___ Texte proposé

Le théâtre action, une démarche émancipatriceClés pour comprendreReportages

22 juillet 2014

L’émancipation des participants est un axe central de la démarche du théâtre action. Illustration avec « Paysannes », un spectacle de théâtre et chansons inspiré par les récits de vie de femmes dans le milieu rural.

L’émancipation des participants, c’est-à-dire des acteurs créateurs mais aussi du public, est un axe central de la démarche du théâtre action, et en particulier des créations collectives. Le temps de la création, qui inclut des séances d’improvisation sur un thème donné ou non, est un moment d’expression pure. En se mettant en scène, souvent dans son propre rôle ou dans une situation connue, vécue, ou par laquelle il se sent concerné, le comédien explore, autant qu’il l’exprime, sa manière de ressentir et de comprendre un phénomène sociétal, une injustice, un questionnement individuel ou collectif… Le jeu devient alors une réflexion vécue et ressentie. L’interactivité avec les autres comédiens constitue le débat. Le rôle de chacun est finalement subalterne à la rencontre, à l’échange, voire à la confrontation des idées, des convictions, des espoirs ou des désespoirs, et peut déboucher sur une réelle évolution des perceptions, une prise de conscience, voire même des pistes d’action concrètes pour faire évoluer les choses.

Un bon exemple de ceci est le théâtre forum, souvent utilisé à des fins pédagogiques, notamment dans le cadre d’institutions scolaires à l’intention des adolescents. Un spectacle présentant des situations insatisfaisantes est interprété dans ce cas par des comédiens professionnels. Ensuite il est rejoué et les spectateurs sont invités à monter sur scène pour remplacer un comédien et tenter de faire évoluer la situation vers un mieux. Ces interventions spontanées des spectateurs acteurs sont supervisées par un animateur appelé Joker, qui aide à la réflexion, suscite la réaction des autres spectateurs et modère le débat.

D’une manière générale, le théâtre action vise à faire prendre conscience à chacun de sa condition d’acteur au sein de la communauté. Dans un monde où nous sommes sans cesse invités et confortés à rester des spectateurs consommateurs, le théâtre action nous propose de devenir des acteurs créateurs.

______

▶ **Problèmes à résoudre**
1) Traduisez en anglais cette phrase du texte sur le théâtre action : « Le jeu devient alors une réflexion vécue et ressentie. »
2) Dans le texte sur le théâtre action, quel nom porte l'animateur qui supervise les interventions spontanées des spectateurs lors du théâtre forum ?
Les enregistrements qui suivent proviennent d'une autre source que le texte.

___ Données fournies

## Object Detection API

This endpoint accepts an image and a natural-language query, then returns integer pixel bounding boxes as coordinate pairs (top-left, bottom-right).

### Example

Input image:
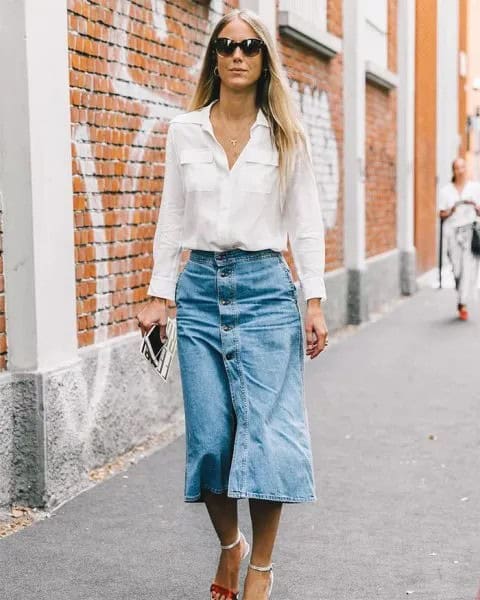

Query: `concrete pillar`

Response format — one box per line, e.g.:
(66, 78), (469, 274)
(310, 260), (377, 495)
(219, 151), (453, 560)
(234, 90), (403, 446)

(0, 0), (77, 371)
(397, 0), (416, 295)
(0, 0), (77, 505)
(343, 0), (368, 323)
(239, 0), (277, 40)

______
___ Données fournies

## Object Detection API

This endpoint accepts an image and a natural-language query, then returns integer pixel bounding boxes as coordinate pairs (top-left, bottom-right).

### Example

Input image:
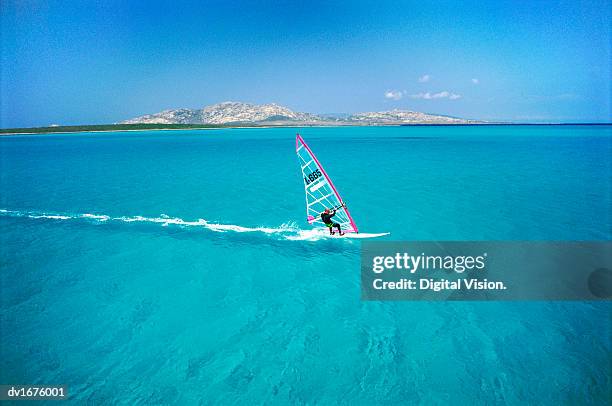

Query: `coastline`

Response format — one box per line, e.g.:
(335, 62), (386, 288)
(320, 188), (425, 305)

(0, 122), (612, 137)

______

▶ **Liste des solutions**
1) Acting then becomes a lived and felt reflection.

2) Il porte le nom de Joker.